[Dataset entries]
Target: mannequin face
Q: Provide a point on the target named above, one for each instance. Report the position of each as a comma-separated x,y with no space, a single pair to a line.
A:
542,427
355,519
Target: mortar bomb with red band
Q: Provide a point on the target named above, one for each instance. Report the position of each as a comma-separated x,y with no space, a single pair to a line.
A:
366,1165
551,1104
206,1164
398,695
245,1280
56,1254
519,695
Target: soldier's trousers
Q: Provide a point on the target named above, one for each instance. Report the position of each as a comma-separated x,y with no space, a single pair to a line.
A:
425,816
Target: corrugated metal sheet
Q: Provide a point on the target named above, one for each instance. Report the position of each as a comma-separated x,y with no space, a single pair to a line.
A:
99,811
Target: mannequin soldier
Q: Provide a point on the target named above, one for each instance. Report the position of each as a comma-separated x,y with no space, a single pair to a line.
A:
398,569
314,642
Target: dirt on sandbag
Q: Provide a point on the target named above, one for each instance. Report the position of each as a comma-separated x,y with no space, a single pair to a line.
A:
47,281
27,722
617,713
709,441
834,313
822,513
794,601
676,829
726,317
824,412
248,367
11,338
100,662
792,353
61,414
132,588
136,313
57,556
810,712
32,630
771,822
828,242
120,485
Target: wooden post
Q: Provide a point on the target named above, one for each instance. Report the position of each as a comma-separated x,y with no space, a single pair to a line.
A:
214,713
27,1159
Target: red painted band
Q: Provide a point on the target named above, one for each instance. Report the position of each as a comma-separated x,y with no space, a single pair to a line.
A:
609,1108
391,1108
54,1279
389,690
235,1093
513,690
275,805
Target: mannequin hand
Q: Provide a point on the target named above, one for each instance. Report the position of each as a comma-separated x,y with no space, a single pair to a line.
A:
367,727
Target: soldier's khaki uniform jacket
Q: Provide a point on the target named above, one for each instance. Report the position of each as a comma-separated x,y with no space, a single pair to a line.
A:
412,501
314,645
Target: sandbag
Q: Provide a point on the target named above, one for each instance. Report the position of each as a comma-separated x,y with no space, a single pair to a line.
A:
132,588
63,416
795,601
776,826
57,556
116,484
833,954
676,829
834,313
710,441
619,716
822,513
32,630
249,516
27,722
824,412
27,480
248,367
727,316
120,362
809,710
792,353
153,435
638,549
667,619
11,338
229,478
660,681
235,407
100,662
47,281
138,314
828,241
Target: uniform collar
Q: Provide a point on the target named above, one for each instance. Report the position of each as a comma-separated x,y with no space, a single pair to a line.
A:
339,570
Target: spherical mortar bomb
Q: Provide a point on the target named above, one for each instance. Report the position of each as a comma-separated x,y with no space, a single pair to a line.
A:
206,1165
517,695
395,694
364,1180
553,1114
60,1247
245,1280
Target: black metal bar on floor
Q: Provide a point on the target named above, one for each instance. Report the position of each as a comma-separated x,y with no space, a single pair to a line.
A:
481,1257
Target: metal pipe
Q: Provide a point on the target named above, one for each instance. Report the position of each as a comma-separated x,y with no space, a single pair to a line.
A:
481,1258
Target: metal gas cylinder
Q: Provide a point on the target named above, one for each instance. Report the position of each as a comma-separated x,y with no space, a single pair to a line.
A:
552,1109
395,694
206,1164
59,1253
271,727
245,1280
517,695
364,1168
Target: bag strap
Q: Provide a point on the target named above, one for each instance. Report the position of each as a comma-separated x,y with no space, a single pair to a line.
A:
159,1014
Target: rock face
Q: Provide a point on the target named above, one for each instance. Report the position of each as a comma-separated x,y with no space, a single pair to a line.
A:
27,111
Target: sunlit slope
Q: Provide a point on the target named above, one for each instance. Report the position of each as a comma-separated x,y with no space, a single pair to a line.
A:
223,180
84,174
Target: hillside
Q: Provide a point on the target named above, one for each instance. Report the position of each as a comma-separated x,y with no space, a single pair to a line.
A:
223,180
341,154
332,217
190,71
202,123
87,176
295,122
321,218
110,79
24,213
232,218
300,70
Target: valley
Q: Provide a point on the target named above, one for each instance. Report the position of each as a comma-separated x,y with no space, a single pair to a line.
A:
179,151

**TRY IT**: The lines above, from the start of the records through the one containing "Target: dirt on sandbag", are to be printed exactly, and nothing else is to be included.

**SOLUTION TO THE PROBLEM**:
Target: mannequin face
Q: Provide a point on the target named above, one for each instance. Report the position of each as a comma-separated x,y with no space, a single pair to a line.
A:
542,427
355,519
Target: mortar bomb with red band
Q: Provide a point on the target named above, one for each instance. Report the position of each as a comma-separated x,y with no space, a single pair to a line.
A:
366,1165
551,1104
206,1164
398,695
245,1280
56,1254
519,695
Target: soldier's trousers
Q: Provide a point on the target named above, one for each instance. Report the position of each as a comma-separated x,y with no space, a single pair to a line.
A:
425,816
Target: corrugated metal sheet
Q: Provide a point on the target named above, one for each instance. Report the position of each as a comma-separated x,y with no space, a single pair to a line.
A:
99,811
Target: mannequin soldier
Q: Provide a point on the target named above, one for each instance. Report the position of each as a comma-separated x,y with no space, a single pair to a line.
A:
398,569
314,642
Target: dirt on sandbag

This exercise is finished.